_Exercise aim_
According to the changelog below, which stemmer was implemented alongside the new stemmer interface?

_Reading text_
Additions to the main nltk package:
  - Added a demo() function to every module defined by the toolkit.
    These demo functions can be imported and called; or they can be
    run by running the individual module as a script.
  - Added a stemmer interface, and an implementation of the Porter
    Stemmer.

Graphical Demonstration Improvements:
  - Added a colorized grammar editor (nltk.draw.cfg), that is used
    by the parser demos.
  - Added a dialog box to change the demo sentence
  - Added a matrix view to the chart parser demo
  - Interface improvements to the chart parser demo
  - nltk.draw.plot now uses BLT & PWM to draw plots, if they are
    available.
  - Added menus
  - Added text size controls; animation controls; and speed controls.

Changes:
  - Split nltk.token into 2 modules: the new nltk.token defines
    locations and tokens; and the new nltk.tokenizer defines &
    implements tokenization.
  - Redesigned ConditionalProbDist.
  - Changed chart parser rule orders for strategies, to match standard
    parsing algorithms (eg Earley)
  - Updated nltk.parser.chunk to generate flat Trees (instead of lists
    of lists).  This allows it to chunk multiple categories.

Minor improvements:
  - nltk.cfg.nonterminals() provides a more convenient and less
    error prone way to create nonterminals.
  - Renamed ProbabilisticMixin.p() to prob()
  - Overload the division operator of Nonterminal, to make it easy
    to create "slashed" categories.
  - Added logprob() methods, for reading probabilities in log space.

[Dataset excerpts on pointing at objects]
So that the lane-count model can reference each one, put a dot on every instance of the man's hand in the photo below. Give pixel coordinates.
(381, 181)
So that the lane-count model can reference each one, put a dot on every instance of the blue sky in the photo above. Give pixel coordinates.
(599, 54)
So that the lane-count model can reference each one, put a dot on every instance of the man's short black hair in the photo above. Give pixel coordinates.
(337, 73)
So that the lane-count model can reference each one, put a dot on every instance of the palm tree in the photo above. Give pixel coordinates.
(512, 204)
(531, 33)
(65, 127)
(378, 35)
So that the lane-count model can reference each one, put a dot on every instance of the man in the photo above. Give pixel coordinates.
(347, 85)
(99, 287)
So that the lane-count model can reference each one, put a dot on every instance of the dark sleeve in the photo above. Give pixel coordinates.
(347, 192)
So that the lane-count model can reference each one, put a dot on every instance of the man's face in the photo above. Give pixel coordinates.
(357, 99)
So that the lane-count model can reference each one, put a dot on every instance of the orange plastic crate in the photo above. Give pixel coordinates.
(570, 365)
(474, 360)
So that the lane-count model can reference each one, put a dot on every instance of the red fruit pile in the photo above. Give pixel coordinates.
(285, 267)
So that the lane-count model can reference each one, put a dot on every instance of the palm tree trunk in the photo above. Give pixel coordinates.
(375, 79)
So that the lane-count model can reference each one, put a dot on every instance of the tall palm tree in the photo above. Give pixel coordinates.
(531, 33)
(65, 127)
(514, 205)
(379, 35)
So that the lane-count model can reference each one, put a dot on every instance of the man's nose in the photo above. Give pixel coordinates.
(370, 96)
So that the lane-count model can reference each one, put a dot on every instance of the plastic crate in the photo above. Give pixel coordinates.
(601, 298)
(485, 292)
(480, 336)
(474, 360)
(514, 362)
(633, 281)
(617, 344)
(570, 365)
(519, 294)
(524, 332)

_Worked answer_
The Porter Stemmer.